Source records:
-----

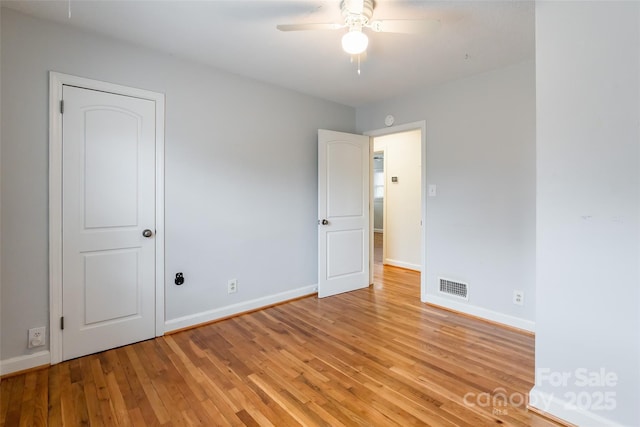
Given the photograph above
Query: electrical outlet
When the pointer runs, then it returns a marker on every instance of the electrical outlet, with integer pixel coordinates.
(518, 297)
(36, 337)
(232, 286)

-----

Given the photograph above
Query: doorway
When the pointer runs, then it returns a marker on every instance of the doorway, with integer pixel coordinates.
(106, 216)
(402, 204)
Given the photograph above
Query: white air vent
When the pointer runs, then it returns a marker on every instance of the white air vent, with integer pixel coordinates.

-----

Required work: Give the number of lines in the records that hold the word "vent", with no other words.

Answer to this exercise: 2